ЗАДАНИЕ: Воспроизведите без изменений участок исходного фрагмента от слов «Заложил бы динамиту» до слов «хочешь, а полагается.» включительно.

━━ ИСХОДНЫЙ ФРАГМЕНТ ━━

Одно из главных противоречий его жизни состояло в том, что, смеясь над непостижимым и вечным, плюя, юродствуя, издеваясь, он именно этого непостижимого и вечного - больше всего страшится и желает. Поставив рацио, разум, расчет, материальную ощутимость и пользу в основу своей громогласной религии, он, как и многие подобные люди, остается в душе - не верующим, нет - но мнительным и суеверным дикарем, заклинающим все силы природы, чтоб спастись от неминуемой смерти. Он использует все способы, какие знает,- просьбы, молитвы, проклятья, лесть - чтобы уговорить, заговорить вечность. Он обращается то к Богу, то к Веку, то к Науке, он обращается непосредственно к людям будущего -и в то же время опасается любого ничтожества и спешит нейтрализовать любую конкуренцию, где бы она ему ни почудилась. Он декларирует всесилие произносимых им слов - а в душе постоянно в нем сомневается и вынужден непрерывно его подтверждать. Его гложет сомнение в самоценности слов, безличных, хоть даже и им придуманных, в их способности утвердить его имя в грядущем. Любой, даже деформированный им, язык, даже стих, состоящий из одних неологизмов, кажется ему чересчур анонимным. И он вводит прямо в стихи это имя, так, чтобы оно мелькало повсюду: в заглавии, в тексте, в рифмованной подписи...
Но и этого всего ему мало, мало. Он опасается, что завоеванные им позиции никогда не будут достаточно прочными, пока они располагаются в области духовного, в этой странной, зыбкой, чуждой ему стране. Здесь все неуловимо и ненадежно, и то, что сегодня гранит и мрамор, завтра, может быть,-дым и труха.
И он обращается к самому верному - к реальному-материальному граниту-мрамору (он же бронза, он же чугун).
Не было в русской литературе, да, думаю, ни в какой иной, другого писателя, столь же поглощенного идеей рукотворного памятника. Разве только Гоголь, в безумной тоске, потерявший всю свою былую тонкость, написал однажды: "Завещаю не ставить надо мною памятника" -да и то был жестоко спародирован Достоевским. Но и он, не требуя, а отказываясь, имел в виду памятник над могилой ("надо мною"), но уж никак не скульптуру на площади. Маяковский же бредит именно площадью. Он не может примириться с поэтической традицией и предоставить черни заботу о регалиях, о грядущем распределении чинов и рангов. Уж ломать традицию, так до конца, здесь она ему, быть может, наиболее ненавистна. Он сам себе и поэт, и чернь.
Мне бы памятник при жизни полагается по чину.
Заложил бы динамиту - ну-ка, дрызнь!
Динамиту - это, конечно, кокетство или, если угодно, образ. Но вот "полагается по чину" - это серьезно.
Он не кричит в стихах: "Поставьте мне памятник!" Он тоже отмахивается, ему не надо. Но что поделать, если чин таков, что хочешь не хочешь, а полагается.
Здесь он напоминает скорее не Гоголя, а его карикатуру, Фому Опискина, пародийность которого так зорко увидел Юрий Тынянов.

━━━
━━ ВЫДЕРЖКА ИЗ ДАННЫХ ━━

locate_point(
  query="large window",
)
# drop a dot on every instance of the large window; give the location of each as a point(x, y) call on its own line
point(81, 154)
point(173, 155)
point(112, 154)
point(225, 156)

━━━

ОТВЕТ:
Заложил бы динамиту - ну-ка, дрызнь!
Динамиту - это, конечно, кокетство или, если угодно, образ. Но вот "полагается по чину" - это серьезно.
Он не кричит в стихах: "Поставьте мне памятник!" Он тоже отмахивается, ему не надо. Но что поделать, если чин таков, что хочешь не хочешь, а полагается.